Your task is to print each entry exactly as written.
--- ENTRIES SUPPLIED Enclosed Below ---
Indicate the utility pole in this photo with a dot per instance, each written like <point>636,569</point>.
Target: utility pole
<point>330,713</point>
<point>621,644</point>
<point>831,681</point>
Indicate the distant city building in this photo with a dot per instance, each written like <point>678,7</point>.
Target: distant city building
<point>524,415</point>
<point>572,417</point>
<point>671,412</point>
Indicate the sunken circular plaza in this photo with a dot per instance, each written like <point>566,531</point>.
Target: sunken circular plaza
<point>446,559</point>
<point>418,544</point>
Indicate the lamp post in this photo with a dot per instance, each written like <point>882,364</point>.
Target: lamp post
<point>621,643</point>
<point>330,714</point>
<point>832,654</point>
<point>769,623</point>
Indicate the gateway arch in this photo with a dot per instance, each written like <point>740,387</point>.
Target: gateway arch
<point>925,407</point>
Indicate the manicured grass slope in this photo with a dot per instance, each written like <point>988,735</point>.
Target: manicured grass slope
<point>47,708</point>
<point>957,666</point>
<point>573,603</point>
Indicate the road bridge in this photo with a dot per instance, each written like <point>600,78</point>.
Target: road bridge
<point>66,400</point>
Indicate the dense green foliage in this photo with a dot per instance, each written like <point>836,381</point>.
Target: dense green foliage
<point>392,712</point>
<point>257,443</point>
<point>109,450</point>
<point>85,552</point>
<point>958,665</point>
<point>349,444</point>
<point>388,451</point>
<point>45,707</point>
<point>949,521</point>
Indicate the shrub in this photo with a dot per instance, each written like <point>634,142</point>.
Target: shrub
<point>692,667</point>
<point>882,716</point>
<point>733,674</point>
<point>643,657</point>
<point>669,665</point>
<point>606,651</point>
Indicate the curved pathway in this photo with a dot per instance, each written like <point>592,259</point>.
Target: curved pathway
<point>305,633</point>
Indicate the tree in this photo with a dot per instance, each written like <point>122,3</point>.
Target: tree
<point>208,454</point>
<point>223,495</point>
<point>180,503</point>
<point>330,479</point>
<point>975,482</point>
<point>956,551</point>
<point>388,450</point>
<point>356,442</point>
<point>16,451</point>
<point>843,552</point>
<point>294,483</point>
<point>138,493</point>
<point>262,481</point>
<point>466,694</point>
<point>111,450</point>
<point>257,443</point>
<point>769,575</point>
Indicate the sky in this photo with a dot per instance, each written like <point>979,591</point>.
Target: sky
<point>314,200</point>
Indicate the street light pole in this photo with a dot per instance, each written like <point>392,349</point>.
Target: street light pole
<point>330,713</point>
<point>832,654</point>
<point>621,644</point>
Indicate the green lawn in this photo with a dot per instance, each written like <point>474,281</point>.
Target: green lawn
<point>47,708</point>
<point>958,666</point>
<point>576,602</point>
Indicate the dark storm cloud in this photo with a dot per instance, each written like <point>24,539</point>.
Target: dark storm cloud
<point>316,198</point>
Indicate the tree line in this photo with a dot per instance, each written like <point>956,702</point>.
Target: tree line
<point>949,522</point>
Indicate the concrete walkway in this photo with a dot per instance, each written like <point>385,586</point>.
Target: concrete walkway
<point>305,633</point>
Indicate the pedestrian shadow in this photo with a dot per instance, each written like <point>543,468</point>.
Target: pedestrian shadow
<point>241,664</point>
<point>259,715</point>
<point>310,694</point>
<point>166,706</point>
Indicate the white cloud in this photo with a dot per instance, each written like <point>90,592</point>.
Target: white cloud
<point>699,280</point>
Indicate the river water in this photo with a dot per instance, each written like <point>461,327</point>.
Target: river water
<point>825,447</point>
--- End of Enclosed ENTRIES SUPPLIED ---
_EXERCISE RESPONSE_
Indicate the utility pole in this photo with a dot per instance, each written like <point>636,569</point>.
Target: utility pole
<point>330,713</point>
<point>621,644</point>
<point>831,681</point>
Indicate the distant city building in this photo with a dot per instance, each written like <point>678,7</point>.
Target: distant city building
<point>524,415</point>
<point>572,417</point>
<point>671,412</point>
Indicate the sunken circular plaza in this photo with a dot per instance, each written like <point>566,531</point>.
Target: sunken circular plaza
<point>446,559</point>
<point>418,544</point>
Indicate the lamp post in this photo with a dot per instance, each written like <point>882,364</point>.
Target: lamp post
<point>621,643</point>
<point>330,714</point>
<point>832,654</point>
<point>769,623</point>
Indicate the gateway arch in this photo with a dot per instance, each written like <point>740,387</point>.
Target: gateway arch
<point>925,407</point>
Indicate the manicured grass slope in this photo with a dot per instance, each written like <point>988,735</point>.
Target: manicured grass slope
<point>47,708</point>
<point>957,666</point>
<point>573,603</point>
Indicate the road bridge in this photo with a dot per instance, each written like <point>600,78</point>.
Target: road bridge
<point>66,400</point>
Indicate the dense green foliage in this photo with a dot per instance, each written like <point>836,381</point>.
Target: dense green foliage
<point>392,712</point>
<point>257,443</point>
<point>109,450</point>
<point>85,552</point>
<point>958,665</point>
<point>349,444</point>
<point>388,451</point>
<point>45,707</point>
<point>949,521</point>
Indicate the shrub in this photo with a dot per instance, each written like <point>634,142</point>.
Target: shrub
<point>692,667</point>
<point>882,716</point>
<point>733,674</point>
<point>643,657</point>
<point>669,665</point>
<point>606,651</point>
Indicate the curved pathway in this photo with a dot per instance, each written like <point>592,259</point>.
Target: curved pathway
<point>305,633</point>
Indicate the tree in this photo with a dot per instance, each written like <point>122,3</point>.
Target: tree
<point>208,454</point>
<point>223,495</point>
<point>180,503</point>
<point>330,479</point>
<point>975,482</point>
<point>956,551</point>
<point>388,450</point>
<point>356,442</point>
<point>16,451</point>
<point>843,552</point>
<point>294,483</point>
<point>138,493</point>
<point>262,481</point>
<point>466,694</point>
<point>111,450</point>
<point>257,443</point>
<point>769,575</point>
Indicate the sky in this photo with a dot per instance, each written like <point>979,591</point>.
Target: sky
<point>314,200</point>
Indicate the street light pole in this photo with a dot per instance, each written like <point>392,349</point>.
Target: street light pole
<point>330,713</point>
<point>832,654</point>
<point>621,644</point>
Indicate the green lawn in this photo with a dot per instance, each written like <point>474,281</point>.
Target: green lawn
<point>47,708</point>
<point>958,666</point>
<point>576,602</point>
Indicate the dark storm cloud in this photo with a dot per instance, each written like <point>24,539</point>.
Target: dark storm cloud
<point>316,198</point>
Indicate the tree line in this photo with a dot per instance, each written like <point>956,702</point>.
Target: tree line
<point>949,522</point>
Indicate the concrete walkway in this photo with a dot per instance, each written like <point>385,586</point>.
Target: concrete walkway
<point>305,633</point>
Indicate the pedestrian shadow in this photo with a dot per instance, each written like <point>543,468</point>.
Target: pedestrian shadow
<point>241,664</point>
<point>259,715</point>
<point>310,694</point>
<point>166,706</point>
Indicate the white cloud in this photo with a dot per instance, each written like <point>90,592</point>.
Target: white cloud
<point>699,280</point>
Indicate the river water in this photo with a dot per instance, each written like <point>461,327</point>.
Target: river water
<point>825,447</point>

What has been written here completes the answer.